# [EXERCISE OBJECTIVE]
Please count how many lines in the rows below contain the word "instance", and reply with only that number.

(Image region outline rows)
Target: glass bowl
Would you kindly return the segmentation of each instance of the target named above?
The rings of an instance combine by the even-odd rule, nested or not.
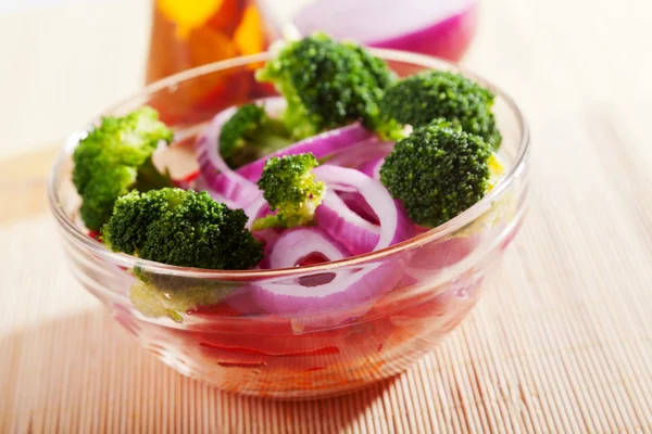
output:
[[[73,273],[165,363],[246,395],[331,396],[403,371],[474,307],[482,282],[525,216],[526,123],[507,95],[457,66],[400,51],[374,53],[400,76],[454,69],[492,88],[505,171],[480,202],[454,219],[365,255],[291,269],[215,271],[112,253],[79,220],[71,155],[86,129],[71,136],[52,168],[48,194]],[[156,107],[176,140],[156,164],[183,177],[196,169],[192,142],[217,111],[275,94],[253,79],[254,69],[267,59],[268,53],[261,53],[190,69],[147,87],[105,114],[122,115],[143,104]],[[202,91],[206,88],[211,92]],[[166,297],[183,294],[180,289],[202,288],[220,301],[180,312],[176,320],[146,317],[129,298],[133,289],[142,291],[145,285],[134,277],[135,267]],[[340,290],[348,290],[327,297],[321,286],[334,279]],[[285,297],[297,285],[314,297],[294,306]]]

# [EXERCISE RESPONSE]
2